### Instructions for the task:
Report the lines of the material that carry the string "shirt".

Start of Data records

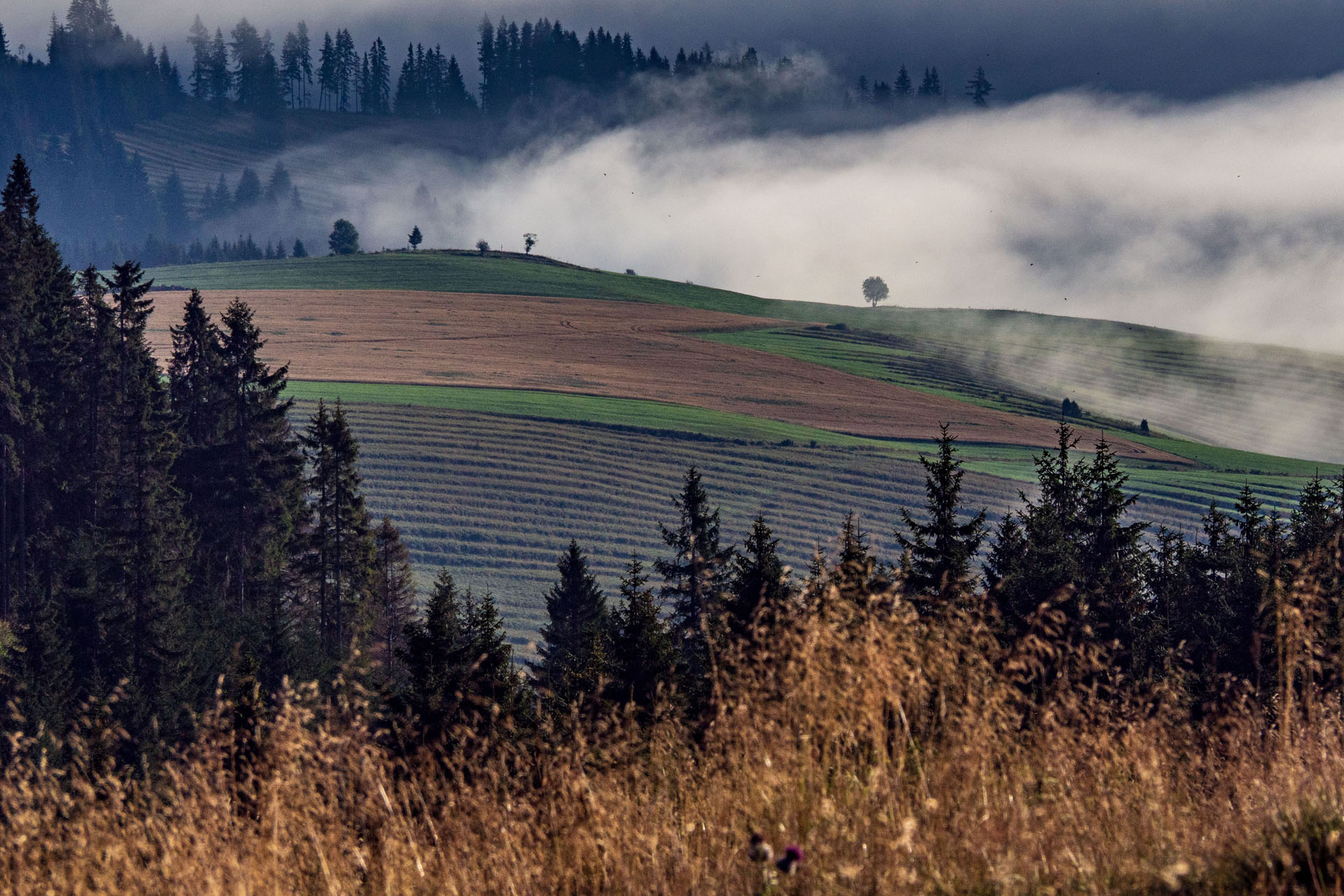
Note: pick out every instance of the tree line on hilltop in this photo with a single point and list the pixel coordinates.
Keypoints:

End of Data records
Start of Data records

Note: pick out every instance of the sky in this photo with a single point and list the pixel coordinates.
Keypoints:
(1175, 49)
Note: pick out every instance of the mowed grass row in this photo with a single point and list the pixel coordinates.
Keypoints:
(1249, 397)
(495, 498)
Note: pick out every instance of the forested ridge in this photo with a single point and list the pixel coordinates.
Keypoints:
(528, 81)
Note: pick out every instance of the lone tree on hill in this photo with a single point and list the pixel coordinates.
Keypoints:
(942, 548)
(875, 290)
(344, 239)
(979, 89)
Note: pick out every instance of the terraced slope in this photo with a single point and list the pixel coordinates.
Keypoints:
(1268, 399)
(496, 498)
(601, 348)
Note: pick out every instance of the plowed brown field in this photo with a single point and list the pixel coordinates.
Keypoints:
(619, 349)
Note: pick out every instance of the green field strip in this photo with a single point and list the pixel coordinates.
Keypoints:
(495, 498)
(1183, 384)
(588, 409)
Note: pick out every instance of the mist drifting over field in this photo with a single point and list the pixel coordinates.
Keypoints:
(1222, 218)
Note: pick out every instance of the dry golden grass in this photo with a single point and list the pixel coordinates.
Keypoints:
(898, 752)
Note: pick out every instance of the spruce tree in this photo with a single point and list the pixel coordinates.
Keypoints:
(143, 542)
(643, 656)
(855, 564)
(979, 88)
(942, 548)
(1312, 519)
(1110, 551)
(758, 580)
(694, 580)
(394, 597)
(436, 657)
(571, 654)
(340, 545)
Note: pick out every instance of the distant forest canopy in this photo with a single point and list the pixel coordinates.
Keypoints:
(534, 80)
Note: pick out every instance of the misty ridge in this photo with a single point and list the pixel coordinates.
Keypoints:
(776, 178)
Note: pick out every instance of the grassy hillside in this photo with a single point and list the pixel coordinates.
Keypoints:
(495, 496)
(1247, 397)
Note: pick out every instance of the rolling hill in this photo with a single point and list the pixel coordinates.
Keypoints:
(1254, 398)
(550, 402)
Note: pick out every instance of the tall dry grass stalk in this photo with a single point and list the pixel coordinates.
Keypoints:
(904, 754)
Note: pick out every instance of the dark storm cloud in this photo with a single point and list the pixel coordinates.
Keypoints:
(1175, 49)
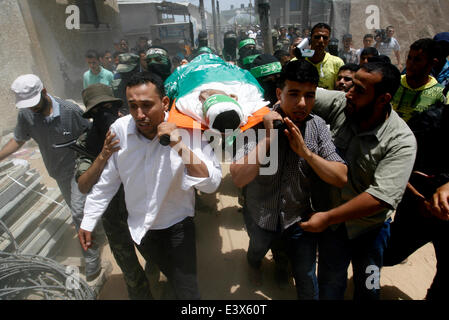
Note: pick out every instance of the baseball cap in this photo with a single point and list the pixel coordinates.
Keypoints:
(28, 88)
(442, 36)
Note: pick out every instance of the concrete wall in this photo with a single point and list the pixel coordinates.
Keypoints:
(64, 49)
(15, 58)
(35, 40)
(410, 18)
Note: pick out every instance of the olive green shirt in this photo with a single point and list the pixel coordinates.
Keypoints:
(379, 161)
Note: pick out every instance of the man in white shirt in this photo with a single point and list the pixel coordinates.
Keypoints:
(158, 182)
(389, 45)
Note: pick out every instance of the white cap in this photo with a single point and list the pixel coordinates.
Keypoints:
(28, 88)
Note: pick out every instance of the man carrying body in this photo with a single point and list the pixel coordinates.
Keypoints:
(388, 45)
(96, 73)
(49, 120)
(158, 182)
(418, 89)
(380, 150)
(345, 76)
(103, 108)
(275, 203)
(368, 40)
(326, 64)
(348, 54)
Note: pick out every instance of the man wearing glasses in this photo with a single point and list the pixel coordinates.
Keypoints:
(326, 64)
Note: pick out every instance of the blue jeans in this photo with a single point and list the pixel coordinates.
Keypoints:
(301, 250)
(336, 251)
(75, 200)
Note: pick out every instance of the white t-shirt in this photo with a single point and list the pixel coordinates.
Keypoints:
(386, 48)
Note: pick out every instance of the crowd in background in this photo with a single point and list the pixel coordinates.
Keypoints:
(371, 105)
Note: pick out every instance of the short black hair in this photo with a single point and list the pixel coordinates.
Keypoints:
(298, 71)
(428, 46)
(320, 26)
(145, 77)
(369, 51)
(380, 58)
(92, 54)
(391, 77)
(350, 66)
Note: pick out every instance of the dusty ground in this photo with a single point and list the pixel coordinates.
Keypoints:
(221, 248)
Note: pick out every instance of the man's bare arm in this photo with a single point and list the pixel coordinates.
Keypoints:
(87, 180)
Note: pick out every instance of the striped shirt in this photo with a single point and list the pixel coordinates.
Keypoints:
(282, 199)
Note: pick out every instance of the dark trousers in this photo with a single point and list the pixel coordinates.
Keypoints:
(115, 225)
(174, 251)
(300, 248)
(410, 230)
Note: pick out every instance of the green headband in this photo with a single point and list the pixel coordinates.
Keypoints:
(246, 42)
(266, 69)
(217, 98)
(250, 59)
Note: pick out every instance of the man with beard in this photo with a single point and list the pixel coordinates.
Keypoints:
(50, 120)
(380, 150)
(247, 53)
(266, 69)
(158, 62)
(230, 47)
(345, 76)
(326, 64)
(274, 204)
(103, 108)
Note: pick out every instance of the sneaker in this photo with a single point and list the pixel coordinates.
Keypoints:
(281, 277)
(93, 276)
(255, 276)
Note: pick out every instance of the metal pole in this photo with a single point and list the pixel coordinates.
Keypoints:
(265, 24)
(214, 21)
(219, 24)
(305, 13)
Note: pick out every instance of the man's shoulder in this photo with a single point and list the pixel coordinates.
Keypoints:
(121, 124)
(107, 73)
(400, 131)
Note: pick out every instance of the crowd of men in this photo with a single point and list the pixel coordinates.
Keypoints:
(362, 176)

End of Data records

### Solution:
Note: pick out every instance of the olive green shirt in this photo with a single point and list the pixel coordinates.
Note: pick out every instance of the man in white shirt in this photo with a single point and list the pixel coordinates.
Note: pick out every instance of the white t-shirt in this photo with a single point and list the pixel coordinates.
Note: pick out every instance of the striped shirt in this photo with a single point and list the pixel coordinates.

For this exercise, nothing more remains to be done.